WORK TO DO → Rewrite the section of the fitness cues passage that opens with "When you’re squatting, a" and closes with "to be involved.", swapping "squatting" for "lunging".

PASSAGE →
To set up the right position for this, you’ll want to contract your back muscles in a way that brings your shoulders down and slightly back. Imagine the butt pockets on a pair of jeans, and try to slide your shoulder blades down into them. In the process, you’ll end up contracting your lats, and also tightening a bunch of the less-famous shoulder and back muscles that are part of the team here.

“Open your heart”

In yoga, “opening” a body part means to create space by moving body parts away from each other. For your chest (or your “heart’s centre”) that basically means stretching your chest by bringing your shoulders farther apart from each other. You contract your upper back muscles, and stretch the muscles of your chest. You may also be encouraged to expand your ribcage, which gets you to involve the little muscles in between your ribs.

“Push your knees out”

When you’re squatting, a common beginner mistake is to allow the knees to drift toward each other, or even to lean against each other. This may feel like you’re making it easier on yourself (because keeping your legs apart is hard work) but it also means that you aren’t keeping a strong body position and you aren’t using all the muscles that are supposed to be involved.

If you think about pushing your knees out, that means keeping them away from each other. (“Out” in this sense meaning toward the outside of your body.) As you get stronger in weighted squats, it’s important to note that this cue is most helpful when you’re descending into the squat. As you’re on your way up, it’s OK to let your knees pull in slightly as long as everything else is under control.

“Pretend you’re about to get punched in the stomach”

When you’re bracing for a hit to the stomach — say you’re lying on the bed and you see your toddler or your pet run up ready to jump on you — you’ll instinctively tighten your core muscles so that that flying toddler/puppy/punch isn’t going to squish right into your belly. That’s the idea here: creating a strong, solid wall of muscle by contracting everything in your abdominal region. This way of engaging your core is commonly used for squats, deadlifts, and other heavy lifts.

“Pull your belly button toward your spine”

This and the previous bracing cue are both ways of asking you to engage your core, but in different ways. When you draw your belly button toward your spine, you’re engaging a muscle called the transverse abdominis. This is thought to be one of the muscles that’s important for stabilizing your spine. (That said, bracing like you’re going to be punched in the stomach is probably the better option.) You’ll hear this cue often in yoga and Pilates classes.

“Pull your shoulders away from your ears”

In many moves in yoga and Pilates, letting your shoulders shrug upward is not part of the movement. So you may hear the cue to pull your shoulders away from your ears, or to make your neck long. This isn’t really about your ears or neck at all; it’s meant to get you engaging the muscles of your back that pull your shoulders down.

“Pretend you’re crushing oranges in your armpits”

I’m really not sure why oranges are the go-to here, but this image has stuck in my mind — which I guess is the point. When you brace for a deadlift, you want to use your lats to pull your shoulders down toward your hips. Your lat muscles attach to your upper arms near your armpits, so engaging them means there is less space in your armpit. If there were an orange there, well, it would get squeezed. Check out this deadlift video and notice how the lifter’s shoulders visibly move back, making less space in her armpits.

“Squeeze your glutes”

Your glutes are your butt muscles, and one of their jobs is to extend your hips — basically the motion that happens when your hips move from a sitting to a standing position. That means your glutes need to contract at the top of a squat and a deadlift (since they are both standing-up motions).

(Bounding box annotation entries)
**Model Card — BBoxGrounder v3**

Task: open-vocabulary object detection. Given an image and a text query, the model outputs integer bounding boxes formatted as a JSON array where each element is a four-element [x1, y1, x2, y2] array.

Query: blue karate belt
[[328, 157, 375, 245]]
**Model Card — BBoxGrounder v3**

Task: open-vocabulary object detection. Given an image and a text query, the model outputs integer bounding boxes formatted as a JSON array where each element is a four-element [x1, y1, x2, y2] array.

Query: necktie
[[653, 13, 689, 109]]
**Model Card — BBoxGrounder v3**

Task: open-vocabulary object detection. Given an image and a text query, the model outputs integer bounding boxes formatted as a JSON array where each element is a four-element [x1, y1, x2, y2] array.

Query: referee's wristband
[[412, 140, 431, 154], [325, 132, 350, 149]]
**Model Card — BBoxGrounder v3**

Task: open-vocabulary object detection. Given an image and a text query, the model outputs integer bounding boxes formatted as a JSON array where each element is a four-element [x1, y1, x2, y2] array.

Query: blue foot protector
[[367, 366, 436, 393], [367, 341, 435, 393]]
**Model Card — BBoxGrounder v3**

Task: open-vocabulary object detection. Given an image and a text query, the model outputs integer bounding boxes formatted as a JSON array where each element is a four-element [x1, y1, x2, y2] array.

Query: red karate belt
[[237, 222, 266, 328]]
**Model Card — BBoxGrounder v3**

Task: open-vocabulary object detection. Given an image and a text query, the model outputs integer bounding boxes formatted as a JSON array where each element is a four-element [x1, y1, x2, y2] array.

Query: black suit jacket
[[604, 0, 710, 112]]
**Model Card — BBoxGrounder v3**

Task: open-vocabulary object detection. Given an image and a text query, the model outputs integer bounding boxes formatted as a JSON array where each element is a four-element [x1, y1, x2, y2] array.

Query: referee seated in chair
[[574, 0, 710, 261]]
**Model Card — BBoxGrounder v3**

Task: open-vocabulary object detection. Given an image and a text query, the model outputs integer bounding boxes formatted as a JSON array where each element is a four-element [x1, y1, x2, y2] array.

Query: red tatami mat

WRITTEN RESPONSE →
When you’re lunging, a common beginner mistake is to allow the knees to drift toward each other, or even to lean against each other. This may feel like you’re making it easier on yourself (because keeping your legs apart is hard work) but it also means that you aren’t keeping a strong body position and you aren’t using all the muscles that are supposed to be involved.